(Exercise instructions)
Copy the items below from the start through the line containing "[(253, 74)]", requests included. Multiply every coordinate in the answers by 2.25 and round each result to a whole number, rounding halves up.

═════ Exercise data

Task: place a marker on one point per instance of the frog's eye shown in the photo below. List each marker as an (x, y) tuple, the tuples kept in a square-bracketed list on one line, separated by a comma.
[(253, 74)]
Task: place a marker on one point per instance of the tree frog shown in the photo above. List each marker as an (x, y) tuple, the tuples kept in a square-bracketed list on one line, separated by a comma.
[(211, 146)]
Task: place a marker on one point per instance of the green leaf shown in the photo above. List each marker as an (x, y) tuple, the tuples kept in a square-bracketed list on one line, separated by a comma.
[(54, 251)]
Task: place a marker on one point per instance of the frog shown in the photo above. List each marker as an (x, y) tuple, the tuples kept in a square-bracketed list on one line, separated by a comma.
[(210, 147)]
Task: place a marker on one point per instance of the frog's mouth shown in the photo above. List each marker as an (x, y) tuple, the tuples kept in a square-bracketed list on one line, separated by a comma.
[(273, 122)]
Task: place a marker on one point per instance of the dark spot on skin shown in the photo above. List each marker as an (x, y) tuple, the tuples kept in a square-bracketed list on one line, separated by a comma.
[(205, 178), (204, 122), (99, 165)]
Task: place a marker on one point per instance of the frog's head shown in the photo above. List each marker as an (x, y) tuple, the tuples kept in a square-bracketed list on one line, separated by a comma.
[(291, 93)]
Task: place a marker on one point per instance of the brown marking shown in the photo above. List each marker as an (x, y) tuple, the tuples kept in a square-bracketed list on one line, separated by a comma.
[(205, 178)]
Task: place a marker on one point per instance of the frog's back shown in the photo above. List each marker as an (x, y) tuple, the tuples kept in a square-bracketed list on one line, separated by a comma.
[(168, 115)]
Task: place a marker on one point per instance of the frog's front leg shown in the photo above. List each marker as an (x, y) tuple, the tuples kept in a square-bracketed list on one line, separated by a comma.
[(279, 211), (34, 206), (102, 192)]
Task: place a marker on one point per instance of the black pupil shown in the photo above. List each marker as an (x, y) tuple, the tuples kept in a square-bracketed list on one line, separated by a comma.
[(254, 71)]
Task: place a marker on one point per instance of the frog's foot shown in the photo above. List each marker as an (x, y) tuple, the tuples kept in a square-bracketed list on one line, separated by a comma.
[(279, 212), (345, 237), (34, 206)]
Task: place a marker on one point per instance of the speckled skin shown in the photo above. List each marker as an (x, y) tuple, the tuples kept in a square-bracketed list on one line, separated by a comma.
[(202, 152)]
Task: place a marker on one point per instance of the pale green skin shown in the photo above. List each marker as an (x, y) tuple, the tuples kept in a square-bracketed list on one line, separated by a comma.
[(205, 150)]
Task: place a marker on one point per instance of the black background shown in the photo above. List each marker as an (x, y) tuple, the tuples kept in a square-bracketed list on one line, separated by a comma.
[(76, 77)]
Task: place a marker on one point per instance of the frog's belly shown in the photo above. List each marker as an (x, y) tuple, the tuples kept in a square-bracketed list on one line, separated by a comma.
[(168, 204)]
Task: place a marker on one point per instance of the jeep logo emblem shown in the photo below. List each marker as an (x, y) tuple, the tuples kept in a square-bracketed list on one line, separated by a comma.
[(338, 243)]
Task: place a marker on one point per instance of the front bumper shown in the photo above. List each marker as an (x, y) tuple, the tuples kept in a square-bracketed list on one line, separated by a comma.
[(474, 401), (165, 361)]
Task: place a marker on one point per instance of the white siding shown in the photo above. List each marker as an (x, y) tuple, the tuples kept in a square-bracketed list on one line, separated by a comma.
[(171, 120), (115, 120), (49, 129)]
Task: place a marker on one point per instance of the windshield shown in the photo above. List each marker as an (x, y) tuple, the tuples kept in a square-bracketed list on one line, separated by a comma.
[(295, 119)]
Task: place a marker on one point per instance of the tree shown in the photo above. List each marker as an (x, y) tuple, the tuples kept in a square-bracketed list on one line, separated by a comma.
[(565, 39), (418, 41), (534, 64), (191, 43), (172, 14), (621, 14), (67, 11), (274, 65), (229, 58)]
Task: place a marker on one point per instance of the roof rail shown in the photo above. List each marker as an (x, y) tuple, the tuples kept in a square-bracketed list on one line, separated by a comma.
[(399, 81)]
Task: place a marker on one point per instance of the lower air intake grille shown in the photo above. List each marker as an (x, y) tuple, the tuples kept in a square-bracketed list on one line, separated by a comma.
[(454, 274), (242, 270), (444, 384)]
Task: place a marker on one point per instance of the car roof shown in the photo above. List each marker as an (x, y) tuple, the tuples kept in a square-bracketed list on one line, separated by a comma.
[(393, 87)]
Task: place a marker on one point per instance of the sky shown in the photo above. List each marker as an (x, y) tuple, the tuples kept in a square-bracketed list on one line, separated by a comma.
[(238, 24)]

══════════

(Written solution)
Task: place a marker on one point per instance of the frog's eye shown in the photo below. List each marker as an (x, y) tuple, the tuples kept in a square-bracketed list on one line, separated by a comma.
[(569, 167)]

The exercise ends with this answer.